Edit the entries, starting at the very first one and ending at the line that contains "M 266 149 L", so that "air conditioning unit" becomes "cooling unit" and nothing else changes. Leave the pictures out of your answer.

--------------------------------------------------

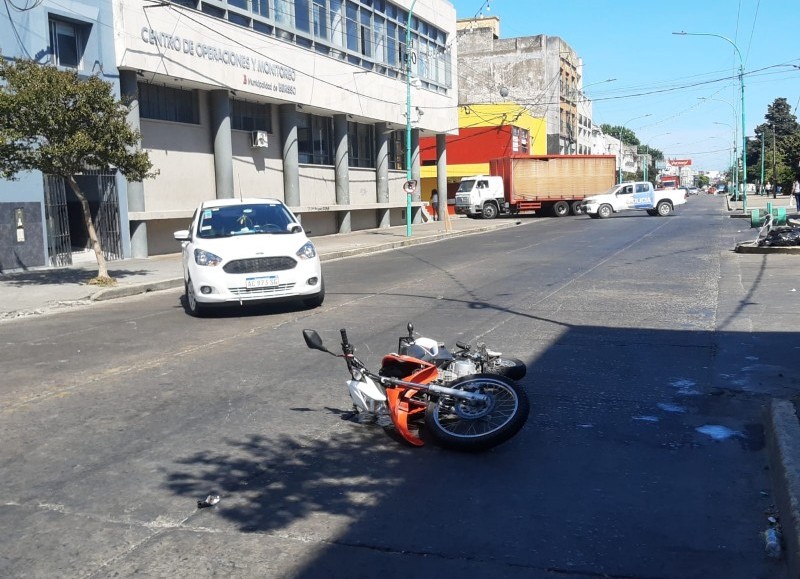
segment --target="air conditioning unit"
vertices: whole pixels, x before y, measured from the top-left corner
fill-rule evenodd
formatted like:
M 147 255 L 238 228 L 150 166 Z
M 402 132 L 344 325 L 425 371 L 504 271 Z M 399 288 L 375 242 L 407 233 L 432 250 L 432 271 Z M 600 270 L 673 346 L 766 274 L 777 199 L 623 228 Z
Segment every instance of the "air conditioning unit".
M 266 149 L 269 147 L 269 134 L 267 131 L 253 131 L 250 133 L 250 147 L 252 149 Z

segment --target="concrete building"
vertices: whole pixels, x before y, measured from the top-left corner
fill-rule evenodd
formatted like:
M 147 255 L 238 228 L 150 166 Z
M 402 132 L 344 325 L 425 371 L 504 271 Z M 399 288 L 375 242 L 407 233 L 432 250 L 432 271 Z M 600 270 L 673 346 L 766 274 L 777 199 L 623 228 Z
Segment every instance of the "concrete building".
M 496 17 L 458 21 L 460 106 L 512 101 L 545 119 L 547 154 L 589 152 L 583 62 L 558 36 L 500 38 Z
M 213 198 L 276 197 L 311 235 L 405 222 L 406 141 L 418 178 L 419 138 L 455 132 L 458 95 L 453 6 L 416 0 L 409 19 L 411 6 L 43 0 L 9 3 L 0 38 L 6 58 L 99 74 L 132 103 L 158 177 L 82 176 L 108 258 L 121 259 L 178 251 L 172 232 Z M 0 222 L 21 209 L 26 228 L 19 242 L 0 227 L 0 270 L 71 263 L 86 236 L 70 191 L 20 177 L 0 181 Z

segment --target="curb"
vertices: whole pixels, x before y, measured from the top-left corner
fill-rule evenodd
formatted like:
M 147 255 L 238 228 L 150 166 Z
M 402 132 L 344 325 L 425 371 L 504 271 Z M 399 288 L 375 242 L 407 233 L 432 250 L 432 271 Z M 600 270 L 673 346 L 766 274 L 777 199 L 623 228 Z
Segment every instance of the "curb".
M 160 281 L 148 281 L 143 283 L 136 283 L 130 285 L 123 285 L 119 287 L 112 287 L 102 289 L 92 294 L 89 299 L 93 302 L 103 302 L 106 300 L 113 300 L 116 298 L 126 298 L 147 292 L 160 291 L 164 289 L 172 289 L 183 284 L 183 278 L 164 279 Z
M 800 246 L 794 247 L 770 247 L 770 246 L 759 246 L 759 245 L 751 245 L 752 242 L 745 241 L 736 245 L 736 253 L 784 253 L 784 254 L 794 254 L 800 255 Z
M 800 421 L 794 404 L 772 400 L 765 434 L 790 577 L 800 577 Z

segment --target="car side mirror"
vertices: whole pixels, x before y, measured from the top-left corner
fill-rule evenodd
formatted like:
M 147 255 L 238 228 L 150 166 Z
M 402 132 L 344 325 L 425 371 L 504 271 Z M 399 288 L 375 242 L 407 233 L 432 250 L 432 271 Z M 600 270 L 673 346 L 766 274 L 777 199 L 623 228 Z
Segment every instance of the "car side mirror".
M 303 330 L 303 339 L 306 341 L 306 346 L 312 350 L 328 351 L 322 344 L 322 338 L 320 338 L 316 330 Z

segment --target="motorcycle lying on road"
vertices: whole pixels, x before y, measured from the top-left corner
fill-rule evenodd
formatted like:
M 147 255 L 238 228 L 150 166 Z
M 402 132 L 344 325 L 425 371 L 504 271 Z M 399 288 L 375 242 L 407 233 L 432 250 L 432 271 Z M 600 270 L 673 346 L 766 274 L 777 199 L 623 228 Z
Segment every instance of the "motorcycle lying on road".
M 510 378 L 477 373 L 442 383 L 436 364 L 407 354 L 385 355 L 375 373 L 356 357 L 346 330 L 340 333 L 341 354 L 328 350 L 315 330 L 303 330 L 303 339 L 312 350 L 344 358 L 359 422 L 394 427 L 414 446 L 430 437 L 445 448 L 481 451 L 509 440 L 528 419 L 528 396 Z
M 400 336 L 397 351 L 426 362 L 433 362 L 439 369 L 441 382 L 451 382 L 468 374 L 499 374 L 512 380 L 522 380 L 528 371 L 522 360 L 503 356 L 489 350 L 486 344 L 477 344 L 475 350 L 469 344 L 456 342 L 456 350 L 450 352 L 444 344 L 431 338 L 414 337 L 414 326 L 408 323 L 408 335 Z

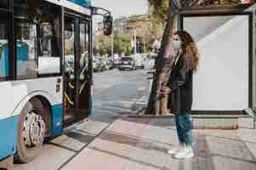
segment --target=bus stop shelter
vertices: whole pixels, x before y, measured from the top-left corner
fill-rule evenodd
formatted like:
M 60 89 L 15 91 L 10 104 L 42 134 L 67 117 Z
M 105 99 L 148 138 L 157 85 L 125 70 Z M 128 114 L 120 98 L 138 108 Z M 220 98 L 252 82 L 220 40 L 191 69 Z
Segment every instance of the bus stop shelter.
M 179 27 L 191 34 L 200 54 L 192 110 L 207 114 L 249 114 L 255 122 L 256 5 L 179 11 Z

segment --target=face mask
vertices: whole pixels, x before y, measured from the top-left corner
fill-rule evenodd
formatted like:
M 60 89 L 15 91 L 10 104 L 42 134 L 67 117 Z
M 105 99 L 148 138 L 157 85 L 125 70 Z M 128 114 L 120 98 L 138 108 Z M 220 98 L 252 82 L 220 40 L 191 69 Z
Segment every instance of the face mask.
M 174 50 L 178 51 L 181 48 L 181 41 L 180 40 L 174 40 L 173 45 L 174 45 Z

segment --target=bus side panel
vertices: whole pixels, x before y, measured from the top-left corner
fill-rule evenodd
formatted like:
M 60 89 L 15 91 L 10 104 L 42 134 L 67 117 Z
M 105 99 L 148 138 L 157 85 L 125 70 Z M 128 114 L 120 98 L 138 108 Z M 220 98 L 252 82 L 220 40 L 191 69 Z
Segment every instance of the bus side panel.
M 52 106 L 52 136 L 62 133 L 63 128 L 63 105 Z
M 16 150 L 19 116 L 0 120 L 0 160 Z

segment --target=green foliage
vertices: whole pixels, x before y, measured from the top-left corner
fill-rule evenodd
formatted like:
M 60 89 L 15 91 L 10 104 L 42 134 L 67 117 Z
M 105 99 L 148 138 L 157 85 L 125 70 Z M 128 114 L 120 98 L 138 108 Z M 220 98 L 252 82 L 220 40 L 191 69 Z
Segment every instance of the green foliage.
M 100 54 L 100 55 L 111 54 L 111 37 L 102 36 L 98 37 L 96 40 L 97 46 L 99 48 L 95 53 Z M 126 39 L 125 37 L 122 37 L 120 36 L 115 35 L 114 37 L 114 54 L 131 54 L 131 42 L 130 40 Z

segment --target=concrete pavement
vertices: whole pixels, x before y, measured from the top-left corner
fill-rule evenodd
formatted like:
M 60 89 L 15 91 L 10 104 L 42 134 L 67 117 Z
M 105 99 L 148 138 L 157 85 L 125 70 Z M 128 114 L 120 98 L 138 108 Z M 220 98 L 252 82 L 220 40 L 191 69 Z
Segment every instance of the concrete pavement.
M 238 130 L 195 130 L 196 156 L 189 160 L 176 160 L 167 154 L 178 144 L 175 128 L 168 128 L 168 122 L 165 118 L 117 120 L 61 169 L 256 169 L 256 131 L 249 120 L 240 120 Z

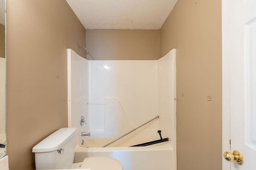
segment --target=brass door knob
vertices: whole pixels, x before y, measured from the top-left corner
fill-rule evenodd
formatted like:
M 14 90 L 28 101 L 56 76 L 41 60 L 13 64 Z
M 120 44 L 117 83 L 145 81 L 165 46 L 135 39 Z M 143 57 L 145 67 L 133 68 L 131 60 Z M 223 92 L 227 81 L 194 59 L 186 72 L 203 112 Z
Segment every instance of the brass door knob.
M 240 152 L 237 150 L 234 150 L 233 153 L 226 152 L 224 154 L 224 158 L 228 161 L 233 162 L 235 160 L 240 165 L 244 163 L 244 158 Z

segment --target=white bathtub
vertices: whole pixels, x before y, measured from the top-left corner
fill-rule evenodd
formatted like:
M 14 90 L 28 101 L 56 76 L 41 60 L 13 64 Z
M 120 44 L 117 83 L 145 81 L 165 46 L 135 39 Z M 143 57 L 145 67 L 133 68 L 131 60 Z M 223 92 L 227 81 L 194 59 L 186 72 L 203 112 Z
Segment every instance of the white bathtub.
M 169 142 L 140 147 L 86 148 L 77 145 L 74 162 L 101 156 L 119 160 L 124 170 L 174 170 L 174 153 Z

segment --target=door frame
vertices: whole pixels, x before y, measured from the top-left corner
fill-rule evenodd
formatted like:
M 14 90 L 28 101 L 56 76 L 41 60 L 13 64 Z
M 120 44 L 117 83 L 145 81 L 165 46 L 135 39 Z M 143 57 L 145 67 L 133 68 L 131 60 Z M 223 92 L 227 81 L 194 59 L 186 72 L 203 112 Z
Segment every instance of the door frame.
M 222 0 L 222 152 L 230 152 L 230 77 L 228 0 Z M 231 164 L 222 158 L 222 170 L 230 170 Z

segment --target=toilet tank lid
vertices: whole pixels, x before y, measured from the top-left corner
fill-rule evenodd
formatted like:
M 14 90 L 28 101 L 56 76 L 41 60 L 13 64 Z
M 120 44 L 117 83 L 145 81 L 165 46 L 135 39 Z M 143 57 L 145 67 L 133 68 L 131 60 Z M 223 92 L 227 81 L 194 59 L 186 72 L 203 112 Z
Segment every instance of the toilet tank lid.
M 51 152 L 60 149 L 74 137 L 76 129 L 74 127 L 65 127 L 58 130 L 34 147 L 32 152 Z

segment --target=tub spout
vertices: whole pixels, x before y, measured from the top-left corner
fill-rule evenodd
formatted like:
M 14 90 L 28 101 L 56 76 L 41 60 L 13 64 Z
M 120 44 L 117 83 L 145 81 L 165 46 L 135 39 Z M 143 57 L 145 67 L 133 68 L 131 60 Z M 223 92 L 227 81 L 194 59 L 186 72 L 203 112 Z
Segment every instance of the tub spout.
M 91 136 L 91 133 L 82 132 L 81 134 L 81 135 L 82 136 Z

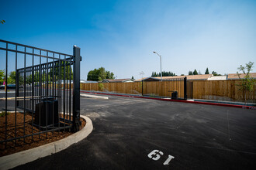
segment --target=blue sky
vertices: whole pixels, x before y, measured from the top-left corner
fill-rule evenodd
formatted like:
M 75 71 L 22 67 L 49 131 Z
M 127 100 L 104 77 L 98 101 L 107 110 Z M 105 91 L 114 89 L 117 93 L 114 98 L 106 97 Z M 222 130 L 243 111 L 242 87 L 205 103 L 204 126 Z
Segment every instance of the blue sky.
M 68 54 L 81 47 L 82 79 L 100 66 L 117 78 L 150 76 L 160 72 L 153 51 L 178 75 L 256 65 L 256 1 L 1 0 L 0 19 L 2 39 Z

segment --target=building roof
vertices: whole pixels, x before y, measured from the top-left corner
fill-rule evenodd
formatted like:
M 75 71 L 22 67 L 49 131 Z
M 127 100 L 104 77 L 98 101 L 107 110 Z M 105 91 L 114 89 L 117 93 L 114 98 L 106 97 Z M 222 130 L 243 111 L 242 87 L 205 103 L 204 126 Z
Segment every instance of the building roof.
M 133 82 L 133 79 L 105 79 L 102 83 L 123 83 L 123 82 Z
M 227 76 L 212 76 L 207 80 L 227 80 Z
M 256 79 L 256 73 L 251 73 L 249 75 L 251 77 Z M 244 76 L 245 76 L 245 74 L 244 74 L 244 73 L 240 74 L 240 77 L 244 78 Z M 237 79 L 239 79 L 239 77 L 237 73 L 230 73 L 227 76 L 227 79 L 228 80 L 237 80 Z
M 162 76 L 162 80 L 171 80 L 174 79 L 181 79 L 187 77 L 188 80 L 206 80 L 210 76 L 212 76 L 213 74 L 200 74 L 200 75 L 187 75 L 187 76 Z M 161 76 L 150 76 L 150 77 L 145 77 L 142 79 L 137 80 L 136 82 L 145 80 L 145 81 L 159 81 L 161 80 Z

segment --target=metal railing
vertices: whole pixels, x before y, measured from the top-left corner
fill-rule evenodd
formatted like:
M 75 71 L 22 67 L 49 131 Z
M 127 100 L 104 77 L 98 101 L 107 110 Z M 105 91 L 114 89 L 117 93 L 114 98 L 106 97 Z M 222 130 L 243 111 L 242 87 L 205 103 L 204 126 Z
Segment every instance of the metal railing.
M 68 55 L 0 39 L 0 58 L 6 90 L 0 90 L 0 144 L 79 130 L 80 48 Z

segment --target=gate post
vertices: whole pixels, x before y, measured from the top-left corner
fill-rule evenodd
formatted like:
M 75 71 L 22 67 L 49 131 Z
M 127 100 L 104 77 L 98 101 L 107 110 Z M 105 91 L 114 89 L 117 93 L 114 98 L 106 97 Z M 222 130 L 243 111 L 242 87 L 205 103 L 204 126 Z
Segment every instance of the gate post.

--------------------------------------------------

▶ [Task response]:
segment --target="cooling unit"
vertices: whole pixels, x before y, measured from the top-left corner
fill-rule evenodd
formatted like:
M 147 255 L 238 228 L 150 166 Z
M 402 132 L 344 325 L 425 371 L 504 271 Z M 399 288 L 375 242 L 407 233 L 432 250 L 432 271 Z M 600 270 L 673 346 L 766 274 L 777 199 L 623 228 Z
Segment every instance of the "cooling unit".
M 266 149 L 269 147 L 269 134 L 267 131 L 253 131 L 250 133 L 250 147 L 252 149 Z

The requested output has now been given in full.